- **Given exercise**
Reproduce only the stretch from the line containing "Compliance review: the water" through the end of the records, changing every "Compliance review" to "Visibility check" and leaving all else unchanged.

- **Information given**

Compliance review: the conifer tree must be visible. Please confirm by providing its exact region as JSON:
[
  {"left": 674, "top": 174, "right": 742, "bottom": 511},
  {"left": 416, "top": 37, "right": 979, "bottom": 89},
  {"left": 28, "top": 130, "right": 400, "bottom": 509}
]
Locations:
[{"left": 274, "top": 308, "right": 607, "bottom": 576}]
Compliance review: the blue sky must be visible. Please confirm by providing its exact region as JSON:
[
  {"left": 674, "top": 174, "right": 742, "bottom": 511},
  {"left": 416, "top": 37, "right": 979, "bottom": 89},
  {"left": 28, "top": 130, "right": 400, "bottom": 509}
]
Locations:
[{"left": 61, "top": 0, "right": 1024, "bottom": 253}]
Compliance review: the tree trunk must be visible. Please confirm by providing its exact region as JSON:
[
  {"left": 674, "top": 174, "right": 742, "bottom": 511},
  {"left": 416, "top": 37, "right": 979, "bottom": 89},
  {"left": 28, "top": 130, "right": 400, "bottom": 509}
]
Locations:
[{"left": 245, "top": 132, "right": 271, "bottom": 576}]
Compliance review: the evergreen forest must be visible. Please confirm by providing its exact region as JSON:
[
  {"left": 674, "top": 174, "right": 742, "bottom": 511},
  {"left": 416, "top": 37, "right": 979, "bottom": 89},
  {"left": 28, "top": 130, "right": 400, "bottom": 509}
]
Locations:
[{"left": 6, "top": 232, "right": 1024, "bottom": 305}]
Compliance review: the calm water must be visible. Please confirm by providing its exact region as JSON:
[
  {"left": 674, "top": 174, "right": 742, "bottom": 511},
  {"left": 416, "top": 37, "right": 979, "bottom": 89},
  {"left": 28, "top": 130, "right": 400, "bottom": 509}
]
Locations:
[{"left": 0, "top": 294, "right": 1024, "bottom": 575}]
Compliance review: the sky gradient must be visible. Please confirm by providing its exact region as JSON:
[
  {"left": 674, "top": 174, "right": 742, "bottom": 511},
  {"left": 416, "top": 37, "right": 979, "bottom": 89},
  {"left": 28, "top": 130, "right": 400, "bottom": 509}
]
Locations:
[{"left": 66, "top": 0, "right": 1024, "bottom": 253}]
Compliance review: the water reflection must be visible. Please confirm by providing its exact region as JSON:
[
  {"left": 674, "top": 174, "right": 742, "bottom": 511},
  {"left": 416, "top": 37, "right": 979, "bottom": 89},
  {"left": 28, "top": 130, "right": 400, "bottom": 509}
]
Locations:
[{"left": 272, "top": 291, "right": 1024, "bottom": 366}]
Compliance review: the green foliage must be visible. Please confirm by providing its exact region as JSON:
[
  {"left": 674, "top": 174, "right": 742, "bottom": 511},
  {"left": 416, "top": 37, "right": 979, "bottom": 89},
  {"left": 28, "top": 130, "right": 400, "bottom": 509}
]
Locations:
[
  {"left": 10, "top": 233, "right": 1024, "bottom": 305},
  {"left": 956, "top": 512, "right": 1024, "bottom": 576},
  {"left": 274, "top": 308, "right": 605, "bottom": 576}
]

- **Solution to the exercise**
Visibility check: the water reflection must be visible. Please confirm by providing its exact region as JSON:
[
  {"left": 674, "top": 174, "right": 742, "bottom": 511},
  {"left": 416, "top": 37, "right": 979, "bottom": 89},
  {"left": 28, "top": 130, "right": 400, "bottom": 509}
]
Locations:
[{"left": 272, "top": 291, "right": 1024, "bottom": 366}]
Visibility check: the green foliage must be visible. Please confirm by providing its exact region as JSON:
[
  {"left": 674, "top": 174, "right": 742, "bottom": 511},
  {"left": 416, "top": 37, "right": 979, "bottom": 89},
  {"left": 28, "top": 130, "right": 400, "bottom": 509}
]
Locations:
[
  {"left": 10, "top": 233, "right": 1024, "bottom": 305},
  {"left": 956, "top": 512, "right": 1024, "bottom": 576},
  {"left": 274, "top": 308, "right": 605, "bottom": 576}
]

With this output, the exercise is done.